Directions for this task: Put the lines below, from the line with "mask job: dark window pane" to the line with "95), (83, 98)]", into a numbered list, leaving out blank lines.

Data to process:
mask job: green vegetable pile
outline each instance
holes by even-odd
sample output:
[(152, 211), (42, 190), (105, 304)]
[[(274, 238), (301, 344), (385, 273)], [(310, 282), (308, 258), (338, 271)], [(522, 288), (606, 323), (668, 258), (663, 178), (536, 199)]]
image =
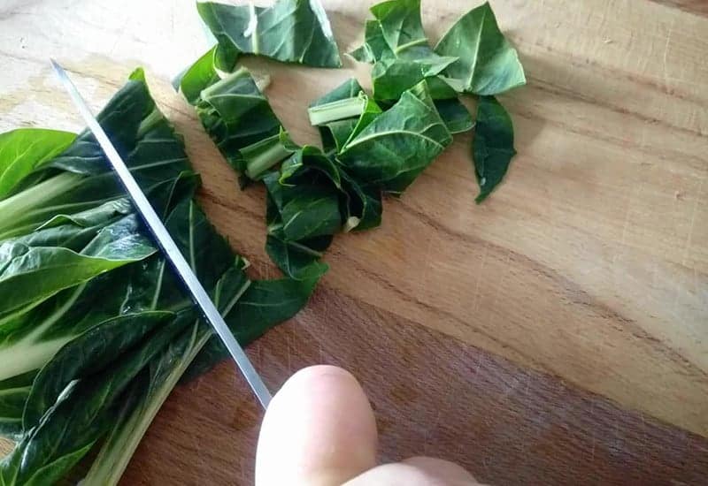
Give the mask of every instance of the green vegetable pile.
[[(241, 343), (306, 303), (319, 275), (250, 280), (209, 224), (142, 71), (98, 120)], [(85, 484), (115, 484), (181, 376), (222, 358), (88, 132), (0, 134), (0, 295), (3, 486), (52, 484), (92, 449)]]
[[(249, 278), (211, 225), (141, 70), (98, 120), (242, 345), (296, 314), (334, 235), (381, 224), (383, 195), (402, 194), (454, 134), (474, 129), (478, 201), (506, 173), (513, 129), (495, 95), (526, 80), (488, 4), (435, 47), (419, 0), (372, 7), (350, 56), (373, 65), (373, 92), (351, 79), (310, 105), (321, 148), (295, 143), (265, 80), (238, 65), (250, 55), (340, 67), (319, 1), (197, 10), (215, 44), (175, 87), (242, 186), (265, 185), (266, 250), (285, 277)], [(476, 98), (474, 117), (462, 95)], [(0, 486), (52, 484), (87, 456), (84, 484), (116, 484), (178, 381), (226, 356), (88, 131), (0, 134), (0, 434), (16, 441)]]
[[(339, 67), (319, 4), (197, 7), (216, 43), (175, 80), (175, 87), (196, 107), (242, 187), (265, 184), (266, 250), (292, 278), (323, 271), (319, 262), (335, 233), (378, 226), (382, 195), (402, 194), (453, 134), (474, 128), (478, 202), (501, 182), (516, 154), (511, 118), (494, 95), (526, 78), (489, 4), (463, 15), (435, 48), (423, 31), (420, 0), (373, 5), (364, 44), (350, 54), (373, 65), (373, 93), (351, 79), (311, 104), (322, 148), (293, 142), (263, 83), (237, 65), (241, 57), (258, 55)], [(474, 118), (461, 95), (476, 98)]]

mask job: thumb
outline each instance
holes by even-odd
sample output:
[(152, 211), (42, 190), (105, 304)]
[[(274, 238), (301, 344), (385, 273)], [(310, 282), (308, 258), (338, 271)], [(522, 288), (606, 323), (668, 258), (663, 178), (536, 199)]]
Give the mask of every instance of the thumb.
[(273, 398), (256, 455), (256, 485), (340, 485), (376, 466), (376, 422), (358, 382), (333, 366), (293, 375)]

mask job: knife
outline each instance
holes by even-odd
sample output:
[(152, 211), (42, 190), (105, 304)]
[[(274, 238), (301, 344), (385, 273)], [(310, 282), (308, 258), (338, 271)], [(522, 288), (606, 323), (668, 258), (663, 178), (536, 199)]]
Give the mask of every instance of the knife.
[(54, 59), (50, 59), (50, 61), (51, 61), (51, 65), (57, 72), (59, 80), (64, 85), (64, 87), (66, 88), (69, 97), (72, 99), (79, 113), (88, 126), (88, 130), (90, 130), (96, 137), (98, 145), (103, 149), (106, 158), (108, 158), (116, 174), (118, 174), (120, 182), (130, 195), (130, 199), (133, 200), (133, 204), (135, 206), (138, 213), (140, 213), (140, 216), (142, 216), (142, 220), (152, 233), (152, 236), (154, 236), (155, 239), (158, 241), (158, 245), (162, 250), (163, 254), (170, 262), (174, 271), (177, 272), (177, 275), (180, 276), (187, 290), (189, 291), (192, 300), (199, 306), (202, 314), (204, 314), (204, 316), (209, 321), (209, 323), (212, 324), (217, 335), (221, 338), (221, 342), (224, 343), (224, 346), (228, 350), (228, 353), (234, 358), (234, 361), (236, 361), (236, 365), (241, 370), (241, 373), (243, 375), (243, 377), (246, 378), (246, 381), (250, 385), (251, 390), (253, 390), (253, 392), (263, 406), (263, 408), (267, 408), (268, 403), (270, 403), (271, 400), (270, 391), (266, 388), (266, 384), (243, 352), (243, 348), (241, 347), (236, 338), (234, 338), (234, 334), (232, 334), (231, 330), (228, 329), (228, 326), (224, 322), (216, 306), (214, 306), (212, 299), (210, 299), (209, 294), (206, 293), (202, 284), (199, 283), (191, 267), (189, 267), (187, 260), (184, 259), (184, 256), (182, 256), (181, 252), (180, 252), (172, 236), (170, 236), (169, 232), (167, 232), (167, 229), (162, 224), (155, 209), (150, 206), (148, 198), (145, 197), (140, 186), (138, 186), (138, 183), (135, 182), (135, 179), (133, 178), (133, 174), (130, 173), (130, 171), (126, 166), (126, 163), (123, 162), (118, 150), (116, 150), (113, 144), (108, 139), (108, 135), (106, 135), (104, 129), (101, 128), (101, 125), (86, 105), (86, 102), (83, 101), (76, 87), (73, 86), (73, 83), (69, 80), (66, 72), (64, 71), (64, 68), (58, 65)]

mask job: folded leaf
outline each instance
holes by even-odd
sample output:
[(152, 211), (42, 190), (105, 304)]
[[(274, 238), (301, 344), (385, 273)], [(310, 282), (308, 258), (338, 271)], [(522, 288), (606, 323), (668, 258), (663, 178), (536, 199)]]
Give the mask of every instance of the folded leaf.
[(30, 371), (0, 381), (0, 436), (21, 438), (22, 413), (35, 375), (35, 371)]
[(435, 52), (459, 57), (447, 68), (446, 76), (466, 93), (497, 95), (526, 84), (516, 49), (499, 30), (489, 3), (461, 17), (440, 40)]
[(364, 44), (349, 55), (360, 63), (369, 64), (396, 57), (383, 37), (381, 26), (378, 20), (366, 20)]
[(43, 128), (19, 128), (0, 133), (0, 198), (75, 138), (74, 133)]
[(474, 122), (467, 107), (462, 104), (458, 98), (434, 100), (433, 103), (435, 103), (440, 118), (445, 122), (445, 126), (448, 127), (450, 133), (468, 132), (474, 126)]
[(426, 57), (427, 53), (435, 55), (420, 20), (420, 0), (389, 0), (370, 10), (396, 57), (412, 59)]
[(67, 343), (35, 378), (25, 404), (25, 429), (39, 424), (69, 383), (104, 369), (158, 325), (174, 317), (170, 312), (121, 315), (101, 323)]
[[(377, 100), (397, 100), (404, 91), (423, 80), (437, 76), (457, 57), (427, 57), (419, 59), (388, 58), (378, 61), (372, 71), (373, 96)], [(451, 97), (448, 92), (431, 93), (434, 99)]]
[(197, 3), (219, 45), (316, 67), (340, 67), (329, 19), (319, 0), (279, 0), (273, 6)]
[(481, 202), (502, 181), (516, 155), (512, 118), (494, 96), (481, 96), (477, 103), (477, 123), (473, 147), (474, 173)]
[(451, 141), (421, 83), (350, 139), (337, 159), (356, 180), (401, 194)]

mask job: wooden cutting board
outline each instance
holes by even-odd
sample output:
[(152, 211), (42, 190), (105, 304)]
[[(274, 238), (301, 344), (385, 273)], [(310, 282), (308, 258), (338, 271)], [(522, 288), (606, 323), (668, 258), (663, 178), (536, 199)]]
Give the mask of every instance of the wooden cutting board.
[[(368, 2), (324, 2), (340, 48)], [(336, 239), (310, 305), (250, 350), (273, 389), (336, 363), (371, 395), (381, 460), (429, 454), (485, 482), (704, 483), (708, 475), (708, 8), (496, 0), (528, 86), (502, 96), (519, 156), (474, 204), (470, 136), (383, 225)], [(424, 0), (436, 39), (477, 1)], [(193, 3), (5, 0), (0, 130), (79, 129), (50, 72), (98, 108), (144, 65), (202, 201), (261, 276), (264, 193), (235, 177), (168, 80), (205, 50)], [(252, 62), (298, 142), (305, 106), (366, 66)], [(229, 363), (175, 390), (125, 484), (249, 484), (260, 413)]]

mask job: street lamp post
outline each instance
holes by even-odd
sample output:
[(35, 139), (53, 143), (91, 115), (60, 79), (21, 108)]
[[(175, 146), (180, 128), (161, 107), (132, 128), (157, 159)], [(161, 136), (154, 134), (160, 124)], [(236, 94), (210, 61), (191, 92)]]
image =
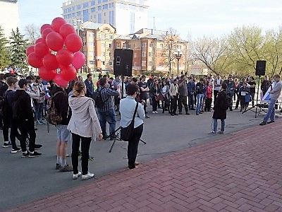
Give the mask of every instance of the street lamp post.
[(183, 54), (180, 49), (177, 49), (176, 52), (174, 52), (174, 56), (177, 59), (177, 75), (179, 76), (179, 60), (181, 59), (181, 56)]

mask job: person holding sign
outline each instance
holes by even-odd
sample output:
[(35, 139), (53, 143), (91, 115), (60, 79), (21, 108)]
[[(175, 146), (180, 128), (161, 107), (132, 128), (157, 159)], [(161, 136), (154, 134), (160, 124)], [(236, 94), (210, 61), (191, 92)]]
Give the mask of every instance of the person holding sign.
[[(276, 102), (278, 98), (280, 96), (282, 90), (282, 81), (280, 79), (280, 75), (276, 74), (274, 76), (274, 82), (270, 87), (270, 100), (269, 104), (269, 110), (266, 114), (264, 117), (264, 121), (259, 124), (259, 125), (263, 126), (266, 124), (271, 124), (274, 122), (275, 117), (275, 103)], [(267, 122), (270, 118), (270, 122)]]

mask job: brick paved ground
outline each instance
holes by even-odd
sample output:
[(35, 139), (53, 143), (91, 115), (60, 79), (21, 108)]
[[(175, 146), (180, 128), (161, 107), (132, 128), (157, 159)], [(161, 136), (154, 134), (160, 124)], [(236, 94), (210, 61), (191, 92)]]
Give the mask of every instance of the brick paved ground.
[(282, 211), (281, 124), (225, 135), (13, 211)]

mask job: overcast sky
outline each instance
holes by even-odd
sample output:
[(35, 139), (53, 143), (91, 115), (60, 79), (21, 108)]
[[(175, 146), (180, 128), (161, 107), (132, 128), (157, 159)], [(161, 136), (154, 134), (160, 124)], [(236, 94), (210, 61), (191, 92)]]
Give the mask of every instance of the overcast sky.
[[(20, 24), (41, 25), (62, 13), (63, 0), (20, 0)], [(218, 37), (243, 25), (264, 30), (282, 25), (281, 0), (149, 0), (148, 27), (157, 30), (175, 28), (187, 39)]]

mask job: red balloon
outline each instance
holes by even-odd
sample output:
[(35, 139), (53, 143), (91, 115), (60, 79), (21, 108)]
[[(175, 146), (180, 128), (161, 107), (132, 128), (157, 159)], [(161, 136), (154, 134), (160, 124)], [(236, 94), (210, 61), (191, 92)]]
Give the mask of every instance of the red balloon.
[(56, 55), (58, 62), (63, 66), (68, 66), (73, 62), (73, 55), (67, 49), (61, 49)]
[(30, 55), (30, 53), (35, 52), (35, 46), (32, 45), (30, 47), (28, 47), (26, 49), (25, 52), (26, 52), (27, 56)]
[(35, 44), (37, 44), (37, 43), (39, 43), (39, 42), (42, 42), (42, 43), (46, 44), (45, 39), (43, 39), (43, 38), (42, 38), (42, 37), (38, 38), (38, 39), (35, 41)]
[(39, 68), (43, 66), (42, 59), (36, 56), (35, 52), (30, 53), (27, 57), (28, 64), (35, 68)]
[(42, 26), (40, 28), (40, 34), (42, 33), (44, 30), (47, 29), (47, 28), (52, 28), (52, 26), (50, 24), (46, 23), (46, 24), (42, 25)]
[(41, 33), (41, 35), (42, 36), (42, 38), (45, 40), (46, 37), (47, 37), (47, 35), (51, 32), (54, 32), (54, 30), (52, 28), (47, 28), (43, 30), (42, 33)]
[(68, 23), (63, 25), (60, 28), (60, 34), (63, 38), (66, 38), (68, 35), (76, 33), (75, 28)]
[(61, 70), (61, 75), (65, 81), (71, 81), (76, 77), (76, 70), (73, 66), (65, 66)]
[(63, 37), (58, 33), (50, 33), (46, 37), (46, 44), (51, 50), (57, 52), (63, 48)]
[(60, 31), (61, 27), (66, 24), (66, 21), (65, 19), (61, 17), (58, 17), (54, 18), (52, 20), (51, 26), (53, 30), (54, 30), (56, 32), (59, 33)]
[(44, 80), (51, 81), (53, 80), (57, 72), (56, 70), (47, 70), (45, 67), (40, 67), (38, 70), (38, 75)]
[(68, 85), (68, 81), (64, 80), (62, 78), (61, 73), (56, 75), (54, 81), (60, 87), (67, 88)]
[(59, 68), (59, 64), (56, 56), (49, 53), (43, 57), (43, 65), (48, 70), (54, 70)]
[(49, 53), (49, 48), (45, 44), (39, 42), (35, 45), (35, 53), (38, 57), (42, 58)]
[(82, 40), (75, 33), (70, 34), (66, 37), (65, 45), (68, 50), (76, 52), (82, 47)]

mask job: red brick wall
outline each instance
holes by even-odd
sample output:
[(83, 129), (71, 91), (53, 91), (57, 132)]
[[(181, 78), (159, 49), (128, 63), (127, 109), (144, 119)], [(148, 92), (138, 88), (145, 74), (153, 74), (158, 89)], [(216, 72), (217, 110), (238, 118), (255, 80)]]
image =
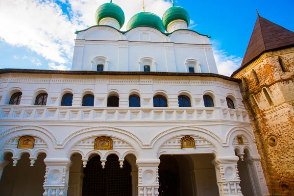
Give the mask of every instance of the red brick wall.
[[(283, 72), (278, 56), (282, 58), (289, 72)], [(258, 77), (258, 84), (252, 74), (253, 69)], [(293, 76), (294, 48), (267, 52), (234, 76), (246, 79), (247, 90), (245, 90), (242, 83), (240, 84), (243, 103), (252, 124), (271, 195), (294, 195)], [(270, 96), (272, 105), (263, 92), (264, 88)], [(250, 95), (254, 96), (258, 107), (252, 102)], [(271, 138), (270, 143), (276, 146), (270, 146), (269, 138)], [(274, 143), (273, 139), (277, 142)]]

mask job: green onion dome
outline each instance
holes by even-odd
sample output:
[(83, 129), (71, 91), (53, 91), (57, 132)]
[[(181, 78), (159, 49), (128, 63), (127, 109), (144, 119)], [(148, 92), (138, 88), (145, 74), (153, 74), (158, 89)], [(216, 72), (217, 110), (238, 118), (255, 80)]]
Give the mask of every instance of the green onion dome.
[(163, 14), (162, 17), (162, 24), (164, 29), (167, 30), (168, 25), (172, 21), (178, 20), (183, 20), (187, 23), (189, 26), (190, 24), (190, 16), (188, 11), (184, 8), (180, 6), (173, 6), (169, 8)]
[(121, 28), (124, 24), (124, 13), (121, 7), (112, 2), (106, 3), (100, 6), (96, 11), (95, 19), (97, 24), (105, 18), (112, 18), (118, 21)]
[(157, 15), (151, 12), (140, 12), (133, 16), (126, 25), (126, 30), (137, 26), (149, 26), (164, 32), (162, 21)]

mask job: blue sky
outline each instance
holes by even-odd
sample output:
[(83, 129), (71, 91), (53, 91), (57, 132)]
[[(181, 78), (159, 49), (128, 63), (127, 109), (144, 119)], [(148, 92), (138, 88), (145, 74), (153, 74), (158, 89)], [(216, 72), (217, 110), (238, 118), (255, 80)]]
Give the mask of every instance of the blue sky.
[[(96, 9), (106, 0), (1, 0), (0, 68), (70, 70), (74, 32), (95, 24)], [(142, 11), (141, 0), (113, 0), (126, 22)], [(294, 1), (175, 1), (185, 8), (190, 27), (212, 36), (219, 73), (229, 75), (238, 68), (260, 15), (294, 31)], [(147, 11), (161, 17), (171, 1), (145, 0)], [(122, 27), (125, 28), (125, 26)]]

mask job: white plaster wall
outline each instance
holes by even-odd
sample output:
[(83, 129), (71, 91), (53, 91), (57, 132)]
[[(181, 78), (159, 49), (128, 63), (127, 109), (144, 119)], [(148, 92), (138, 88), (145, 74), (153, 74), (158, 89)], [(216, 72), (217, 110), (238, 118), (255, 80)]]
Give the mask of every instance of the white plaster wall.
[(213, 55), (206, 52), (212, 54), (209, 38), (189, 30), (167, 36), (140, 27), (122, 34), (110, 27), (95, 26), (79, 32), (75, 42), (72, 70), (91, 70), (91, 60), (103, 56), (109, 62), (108, 71), (139, 71), (138, 61), (147, 56), (158, 63), (156, 72), (187, 72), (182, 67), (193, 58), (201, 64), (202, 72), (218, 73)]

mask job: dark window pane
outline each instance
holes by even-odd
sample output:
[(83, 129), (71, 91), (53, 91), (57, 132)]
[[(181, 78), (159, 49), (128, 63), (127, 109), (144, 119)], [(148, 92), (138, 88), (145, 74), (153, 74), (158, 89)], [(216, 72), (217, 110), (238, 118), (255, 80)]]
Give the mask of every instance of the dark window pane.
[(83, 106), (94, 106), (94, 96), (88, 94), (86, 95), (83, 98)]
[(234, 105), (234, 102), (233, 102), (233, 100), (228, 98), (226, 98), (226, 99), (228, 107), (231, 109), (235, 109), (235, 105)]
[(71, 106), (73, 105), (73, 97), (71, 93), (67, 93), (62, 97), (61, 99), (61, 105), (65, 106)]
[(178, 98), (179, 107), (191, 107), (190, 98), (185, 95), (180, 95)]
[(153, 97), (153, 107), (168, 107), (168, 101), (165, 97), (156, 95)]
[(203, 96), (203, 100), (205, 107), (214, 107), (213, 99), (209, 95), (205, 95)]
[(129, 97), (129, 107), (140, 107), (140, 97), (132, 95)]
[(109, 97), (107, 99), (107, 107), (119, 107), (120, 98), (116, 96)]
[(103, 72), (104, 71), (104, 66), (103, 65), (97, 65), (97, 72)]
[(194, 70), (194, 68), (193, 67), (189, 67), (189, 72), (190, 73), (195, 73), (195, 70)]
[(150, 66), (148, 65), (144, 66), (144, 72), (150, 72)]
[(36, 98), (35, 105), (46, 105), (48, 94), (47, 93), (41, 93)]
[(22, 95), (23, 93), (22, 92), (15, 93), (12, 95), (10, 98), (9, 105), (19, 105), (21, 102)]

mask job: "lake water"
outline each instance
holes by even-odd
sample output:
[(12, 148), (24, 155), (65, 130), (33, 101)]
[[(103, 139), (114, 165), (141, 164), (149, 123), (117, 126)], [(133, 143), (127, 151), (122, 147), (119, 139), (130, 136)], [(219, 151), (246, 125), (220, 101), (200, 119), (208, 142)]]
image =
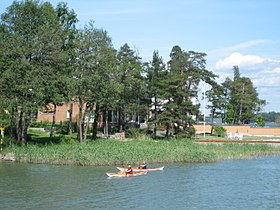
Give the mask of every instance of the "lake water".
[(114, 167), (0, 162), (0, 209), (280, 209), (280, 156), (107, 178)]

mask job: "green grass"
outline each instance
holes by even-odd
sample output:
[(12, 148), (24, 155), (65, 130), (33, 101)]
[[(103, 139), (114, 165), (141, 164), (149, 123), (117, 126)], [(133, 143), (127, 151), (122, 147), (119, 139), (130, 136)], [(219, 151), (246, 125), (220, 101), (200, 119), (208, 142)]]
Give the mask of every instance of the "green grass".
[[(56, 136), (50, 142), (44, 135), (32, 135), (27, 146), (8, 146), (4, 153), (14, 153), (16, 161), (67, 165), (137, 165), (148, 163), (215, 162), (280, 154), (280, 147), (266, 144), (201, 144), (186, 139), (120, 141), (99, 139), (79, 143), (73, 136)], [(48, 141), (47, 141), (48, 140)]]

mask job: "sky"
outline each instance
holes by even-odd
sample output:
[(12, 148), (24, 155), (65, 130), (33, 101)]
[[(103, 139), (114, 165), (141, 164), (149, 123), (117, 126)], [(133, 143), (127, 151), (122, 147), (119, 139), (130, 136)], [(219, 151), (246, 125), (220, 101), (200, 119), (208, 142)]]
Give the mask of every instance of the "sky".
[[(12, 2), (0, 0), (0, 14)], [(56, 7), (61, 0), (48, 2)], [(93, 20), (108, 32), (116, 49), (127, 43), (143, 61), (150, 61), (157, 50), (167, 62), (175, 45), (204, 52), (206, 68), (219, 76), (218, 82), (232, 78), (238, 65), (241, 76), (250, 78), (259, 98), (267, 101), (263, 111), (280, 112), (279, 0), (64, 2), (77, 14), (78, 28)]]

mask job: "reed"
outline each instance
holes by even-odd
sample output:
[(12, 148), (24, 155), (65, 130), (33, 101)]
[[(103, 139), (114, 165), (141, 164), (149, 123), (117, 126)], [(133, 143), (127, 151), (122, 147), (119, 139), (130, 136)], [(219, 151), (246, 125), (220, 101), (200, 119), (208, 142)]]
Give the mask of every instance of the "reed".
[(192, 140), (120, 141), (100, 139), (77, 143), (29, 144), (4, 148), (16, 161), (60, 165), (123, 165), (176, 162), (215, 162), (280, 154), (280, 147), (244, 143), (200, 144)]

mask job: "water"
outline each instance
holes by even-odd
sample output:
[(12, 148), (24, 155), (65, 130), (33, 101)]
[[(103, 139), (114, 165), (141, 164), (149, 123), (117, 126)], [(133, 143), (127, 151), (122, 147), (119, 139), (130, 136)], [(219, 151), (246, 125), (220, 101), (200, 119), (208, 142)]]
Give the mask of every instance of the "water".
[(280, 156), (107, 178), (114, 167), (0, 162), (0, 209), (280, 209)]

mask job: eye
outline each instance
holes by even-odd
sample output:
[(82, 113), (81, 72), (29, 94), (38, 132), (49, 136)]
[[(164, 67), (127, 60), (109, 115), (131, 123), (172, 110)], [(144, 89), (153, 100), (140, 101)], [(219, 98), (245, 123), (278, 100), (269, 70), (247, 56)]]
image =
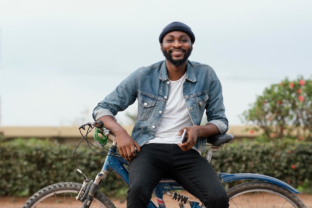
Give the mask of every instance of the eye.
[(172, 39), (167, 39), (166, 40), (166, 42), (172, 42), (173, 41), (173, 40), (172, 40)]

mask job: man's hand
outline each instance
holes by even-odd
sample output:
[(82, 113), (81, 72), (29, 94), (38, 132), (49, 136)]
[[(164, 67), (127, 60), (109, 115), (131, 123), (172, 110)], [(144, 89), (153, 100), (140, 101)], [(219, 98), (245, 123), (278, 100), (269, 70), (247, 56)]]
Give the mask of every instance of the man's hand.
[(116, 137), (117, 146), (120, 155), (127, 161), (131, 161), (140, 152), (140, 145), (127, 132), (126, 129), (118, 124), (115, 118), (111, 116), (104, 116), (100, 118), (107, 129)]
[(118, 149), (121, 157), (127, 161), (131, 161), (140, 151), (140, 145), (129, 134), (125, 133), (116, 134)]
[(187, 151), (190, 150), (192, 147), (196, 143), (196, 141), (197, 139), (197, 133), (196, 131), (194, 131), (193, 127), (184, 127), (179, 131), (178, 135), (181, 135), (183, 133), (183, 131), (184, 129), (186, 130), (185, 133), (185, 138), (187, 139), (186, 141), (183, 144), (178, 143), (178, 146), (183, 151)]
[(208, 137), (220, 134), (218, 128), (213, 124), (183, 127), (179, 131), (177, 135), (182, 135), (184, 129), (186, 129), (185, 136), (187, 138), (187, 140), (183, 144), (178, 143), (177, 144), (183, 151), (190, 150), (196, 144), (198, 137)]

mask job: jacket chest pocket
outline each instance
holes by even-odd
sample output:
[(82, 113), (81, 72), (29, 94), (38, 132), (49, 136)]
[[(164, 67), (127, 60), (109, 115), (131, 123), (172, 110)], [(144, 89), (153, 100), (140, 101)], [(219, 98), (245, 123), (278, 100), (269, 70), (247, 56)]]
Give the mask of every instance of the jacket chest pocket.
[(195, 98), (196, 102), (200, 107), (205, 106), (206, 103), (209, 98), (208, 92), (202, 92), (200, 93), (197, 93), (195, 95)]
[(138, 96), (138, 116), (140, 120), (147, 120), (150, 117), (156, 99), (146, 94), (141, 94)]

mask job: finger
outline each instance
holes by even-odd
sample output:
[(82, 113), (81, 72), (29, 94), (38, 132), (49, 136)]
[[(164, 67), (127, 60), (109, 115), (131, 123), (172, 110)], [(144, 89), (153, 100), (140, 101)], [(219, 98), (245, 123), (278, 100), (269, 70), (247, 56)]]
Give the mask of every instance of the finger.
[(132, 156), (136, 157), (137, 156), (137, 148), (134, 147), (131, 149), (131, 153), (132, 154)]

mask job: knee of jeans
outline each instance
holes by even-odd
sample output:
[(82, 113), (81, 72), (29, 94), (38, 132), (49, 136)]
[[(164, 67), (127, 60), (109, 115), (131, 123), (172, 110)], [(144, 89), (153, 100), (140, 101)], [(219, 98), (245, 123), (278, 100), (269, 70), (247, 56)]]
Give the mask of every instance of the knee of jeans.
[(229, 198), (226, 192), (216, 193), (213, 196), (203, 204), (206, 208), (227, 208), (229, 207)]
[[(152, 191), (153, 192), (153, 191)], [(148, 194), (149, 190), (147, 186), (140, 183), (136, 183), (129, 186), (128, 194), (136, 195), (140, 193), (140, 195)]]

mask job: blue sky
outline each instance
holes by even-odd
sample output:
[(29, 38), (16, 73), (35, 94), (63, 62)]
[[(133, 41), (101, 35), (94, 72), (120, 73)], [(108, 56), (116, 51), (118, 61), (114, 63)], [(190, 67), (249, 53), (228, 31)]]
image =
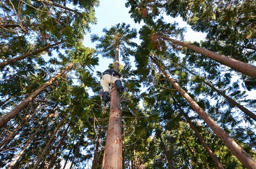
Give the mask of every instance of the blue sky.
[[(95, 14), (97, 18), (97, 24), (91, 25), (91, 32), (88, 33), (85, 37), (83, 44), (86, 46), (95, 48), (96, 43), (92, 43), (91, 42), (90, 35), (97, 34), (99, 36), (103, 35), (102, 31), (104, 27), (109, 29), (112, 26), (119, 23), (124, 22), (126, 24), (130, 24), (131, 27), (135, 27), (137, 31), (143, 25), (143, 23), (140, 24), (135, 23), (133, 19), (130, 18), (129, 8), (126, 8), (124, 6), (126, 0), (112, 0), (100, 1), (100, 6), (96, 9)], [(205, 35), (200, 33), (193, 32), (186, 23), (182, 21), (179, 18), (175, 19), (170, 17), (166, 17), (166, 21), (167, 22), (173, 22), (174, 21), (179, 23), (181, 27), (186, 26), (187, 32), (185, 34), (185, 40), (191, 41), (200, 41), (205, 37)], [(138, 38), (133, 41), (136, 43), (139, 43)], [(100, 58), (100, 57), (99, 56)], [(121, 61), (121, 59), (119, 60)], [(106, 58), (100, 59), (99, 66), (96, 67), (96, 70), (100, 71), (104, 71), (108, 69), (109, 64), (112, 62), (112, 60)]]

Complete answer:
1. mask job: dark window pane
2. outline each instance
3. holes by even-odd
4. sample output:
5. [(83, 129), (71, 91), (53, 91), (57, 132)]
6. [[(181, 78), (159, 49), (128, 63), (127, 109), (144, 119)], [(148, 92), (138, 88), (145, 74), (153, 74), (158, 89)], [(216, 72), (217, 110), (238, 118), (255, 80)]]
7. Give the mask of every instance of the dark window pane.
8. [(83, 106), (94, 106), (94, 96), (88, 94), (86, 95), (83, 98)]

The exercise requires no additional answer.